• Work request:
Read through the entries below and return each line with the word "prediction".

[Dataset entries]
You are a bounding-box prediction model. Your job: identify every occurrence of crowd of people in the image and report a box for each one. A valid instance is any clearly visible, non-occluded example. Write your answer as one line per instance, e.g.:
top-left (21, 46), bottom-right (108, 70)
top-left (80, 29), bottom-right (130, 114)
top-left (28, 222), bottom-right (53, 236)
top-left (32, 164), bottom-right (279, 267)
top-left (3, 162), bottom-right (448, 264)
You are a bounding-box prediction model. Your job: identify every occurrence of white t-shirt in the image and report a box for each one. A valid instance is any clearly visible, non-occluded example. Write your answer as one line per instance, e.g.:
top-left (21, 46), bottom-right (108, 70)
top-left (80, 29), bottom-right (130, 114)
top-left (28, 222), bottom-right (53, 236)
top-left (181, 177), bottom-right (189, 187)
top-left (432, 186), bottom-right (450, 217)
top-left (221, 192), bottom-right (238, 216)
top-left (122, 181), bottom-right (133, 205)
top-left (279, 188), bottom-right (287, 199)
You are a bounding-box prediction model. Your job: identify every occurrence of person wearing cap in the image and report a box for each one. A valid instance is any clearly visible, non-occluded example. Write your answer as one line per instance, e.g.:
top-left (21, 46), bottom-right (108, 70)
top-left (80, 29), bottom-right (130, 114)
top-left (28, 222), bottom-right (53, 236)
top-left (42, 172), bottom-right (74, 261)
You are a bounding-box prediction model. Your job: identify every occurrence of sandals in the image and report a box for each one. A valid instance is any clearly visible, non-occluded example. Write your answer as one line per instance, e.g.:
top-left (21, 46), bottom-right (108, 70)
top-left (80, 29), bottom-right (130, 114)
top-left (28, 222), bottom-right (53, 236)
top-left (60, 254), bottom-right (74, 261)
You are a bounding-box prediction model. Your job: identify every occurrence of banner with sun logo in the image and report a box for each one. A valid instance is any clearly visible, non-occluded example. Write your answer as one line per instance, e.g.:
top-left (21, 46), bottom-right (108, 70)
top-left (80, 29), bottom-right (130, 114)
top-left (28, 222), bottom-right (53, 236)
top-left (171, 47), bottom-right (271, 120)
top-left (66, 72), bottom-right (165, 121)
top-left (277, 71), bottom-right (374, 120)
...
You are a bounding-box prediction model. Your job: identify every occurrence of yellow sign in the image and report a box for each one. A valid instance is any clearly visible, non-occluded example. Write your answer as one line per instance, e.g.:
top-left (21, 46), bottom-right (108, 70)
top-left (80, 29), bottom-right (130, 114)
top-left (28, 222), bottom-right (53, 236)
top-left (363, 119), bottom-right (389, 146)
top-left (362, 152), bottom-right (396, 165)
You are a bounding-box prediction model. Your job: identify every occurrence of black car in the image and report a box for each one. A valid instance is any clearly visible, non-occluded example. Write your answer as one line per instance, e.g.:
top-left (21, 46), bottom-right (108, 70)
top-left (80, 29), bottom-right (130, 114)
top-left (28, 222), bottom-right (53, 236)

• Answer to this problem:
You are a bounding-box prediction model. Your job: identify every occurrence of crowd of people in the image and report a box for each one. A valid instance is any clearly visible, non-occluded example. Write your answer as one line per instance, e.g.:
You are a bounding-box prediction model. Your job: identify every occurrence of white t-shirt in the image and report a box for each one. A valid instance is any clearly visible, non-occluded example. Write your answer as one line per instance, e.g.:
You are a bounding-box prediction model. Your job: identify every occurrence of person wearing cap in the image and report a box for each one. A valid instance is any clearly visible, non-occluded example. Write your answer as one line per instance, e.g.:
You are a bounding-box prediction model. Your job: identify every occurrence of sandals in the image and report a box for each one. A valid instance is any clearly visible, non-occluded example. Write your answer as one line per instance, e.g.:
You are a bounding-box prediction model. Your job: identify every occurrence of banner with sun logo in the image and report a box for each one. A valid instance is any clearly visible, non-occluded example. Write your answer as one line per instance, e.g.:
You are a bounding-box prediction model. Your job: identify every occurrence of yellow sign in the image and report a box for each one. A valid instance is any clearly visible, non-occluded example. Write your answer as one line per instance, e.g.:
You are a bounding-box prediction model. Your job: identify every occurrence of black car in the image and report a box for each one. A valid instance is any clearly visible, non-occluded example. Write your answer as one line per instance, e.g.:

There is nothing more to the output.